**What the exercise asks**
An exact printout of all the entries is required.

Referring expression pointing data
Content starts

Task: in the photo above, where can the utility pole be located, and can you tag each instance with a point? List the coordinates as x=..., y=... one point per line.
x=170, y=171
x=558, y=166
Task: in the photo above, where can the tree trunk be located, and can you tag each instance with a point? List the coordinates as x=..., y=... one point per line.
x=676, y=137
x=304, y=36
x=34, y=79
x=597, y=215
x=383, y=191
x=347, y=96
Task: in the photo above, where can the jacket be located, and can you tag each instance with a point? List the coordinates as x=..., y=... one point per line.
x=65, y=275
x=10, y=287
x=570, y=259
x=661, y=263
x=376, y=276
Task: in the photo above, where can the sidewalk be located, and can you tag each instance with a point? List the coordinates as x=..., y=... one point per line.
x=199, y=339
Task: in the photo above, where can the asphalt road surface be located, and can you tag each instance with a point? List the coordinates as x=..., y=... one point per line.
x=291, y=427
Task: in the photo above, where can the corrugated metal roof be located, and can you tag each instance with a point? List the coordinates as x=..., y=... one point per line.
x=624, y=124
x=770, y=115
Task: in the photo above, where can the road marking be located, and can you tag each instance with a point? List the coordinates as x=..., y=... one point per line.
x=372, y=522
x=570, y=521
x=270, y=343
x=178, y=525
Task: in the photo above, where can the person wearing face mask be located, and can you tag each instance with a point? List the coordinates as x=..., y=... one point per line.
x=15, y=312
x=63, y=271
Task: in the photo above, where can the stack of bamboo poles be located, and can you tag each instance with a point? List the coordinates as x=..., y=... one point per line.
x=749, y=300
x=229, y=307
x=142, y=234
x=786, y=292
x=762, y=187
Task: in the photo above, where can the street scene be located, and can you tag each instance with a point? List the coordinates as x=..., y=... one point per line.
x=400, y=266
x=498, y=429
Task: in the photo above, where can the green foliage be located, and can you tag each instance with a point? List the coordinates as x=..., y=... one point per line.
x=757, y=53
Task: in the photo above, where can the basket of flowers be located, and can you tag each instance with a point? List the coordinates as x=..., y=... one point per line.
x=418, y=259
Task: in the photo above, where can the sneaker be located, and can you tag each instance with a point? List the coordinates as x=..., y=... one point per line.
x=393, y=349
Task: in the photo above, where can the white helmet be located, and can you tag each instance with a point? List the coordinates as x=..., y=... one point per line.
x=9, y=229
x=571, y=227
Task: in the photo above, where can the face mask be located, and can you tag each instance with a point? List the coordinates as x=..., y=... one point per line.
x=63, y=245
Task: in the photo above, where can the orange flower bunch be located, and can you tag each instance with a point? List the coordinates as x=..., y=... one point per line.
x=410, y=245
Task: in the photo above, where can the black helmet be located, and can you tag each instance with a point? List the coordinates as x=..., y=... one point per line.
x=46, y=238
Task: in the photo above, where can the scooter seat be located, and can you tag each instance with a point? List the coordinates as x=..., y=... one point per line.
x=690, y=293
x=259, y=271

Content ends

**Answer to the problem**
Task: in the photo above, where can the utility pole be located, and can you tag each instance with a point? List the coordinates as x=..., y=... one point per line.
x=170, y=171
x=558, y=166
Task: in the photo above, where can the tree trunk be located, and can you tag each instance with a point? List the coordinates as x=..., y=... one point per line.
x=676, y=137
x=304, y=36
x=34, y=79
x=597, y=215
x=383, y=191
x=347, y=96
Task: in the photo above, where can the jacket be located, and can you tag each instance with a point? List the coordinates as x=..., y=... one point per line.
x=65, y=275
x=10, y=287
x=570, y=259
x=661, y=263
x=376, y=276
Task: in the photo above, where can the sidewalk be located, and can you tag each instance with a point? List the coordinates as x=..., y=... one point per line.
x=199, y=339
Task: in the photo above, where can the asphalt road surface be located, and can you tag each instance with a point? List the coordinates as x=..., y=... one point per line.
x=291, y=427
Task: in the photo above, where can the corrugated metal roof be located, and can you tag each instance with a point? List the coordinates as x=..., y=... one point per line.
x=624, y=124
x=770, y=115
Task: in the photo above, where can the road marking be located, and can you tag each instance with a point? List the coordinates as x=..., y=... one point per line.
x=372, y=522
x=570, y=521
x=270, y=343
x=178, y=525
Task: in the photo above, where can the person wearing face mask be located, and can you tag each instance with a point? List the coordinates as x=..., y=... one point per line.
x=15, y=312
x=63, y=271
Task: in the photo above, where can the stack of bamboo poles be located, and can you tag each instance with a point? List the coordinates as x=..., y=... one point per line.
x=749, y=300
x=229, y=307
x=142, y=234
x=786, y=292
x=762, y=187
Task: in the photo above, where can the street scene be located, and can you tag each instance with a point? List the coordinates as x=..., y=... one point per line.
x=400, y=266
x=498, y=429
Task: in the photo above, where can the green foliage be located, and can you tag each instance with a point? List the coordinates as x=..., y=... one point per line.
x=757, y=53
Task: in the photo above, where can the basket of flowers be located, and can you tag each instance with a point? List the coordinates as x=..., y=... one point per line.
x=418, y=259
Task: in the photo above, where can the sneaker be located, and can you tag each instance with a point? List the coordinates as x=..., y=... one point per line.
x=393, y=349
Task: in the photo above, where can the white helmet be located, and can you tag each instance with a point? List the coordinates as x=..., y=... one point per line.
x=9, y=229
x=571, y=227
Task: in the photo above, where can the face mask be located, and can you tag each instance with a point? List the coordinates as x=..., y=... one point per line.
x=63, y=245
Task: in the photo above, where can the orange flower bunch be located, and can you tag each instance with a point? List the coordinates as x=..., y=... one point per line.
x=410, y=245
Task: in the photo above, where can the black helmet be located, and can you tag each instance with a point? List the coordinates as x=..., y=... one point per line.
x=46, y=238
Task: in the photo above, where can the scooter seat be located, and can you tag each instance with a point? List the coordinates as x=..., y=... one point per line.
x=690, y=293
x=259, y=271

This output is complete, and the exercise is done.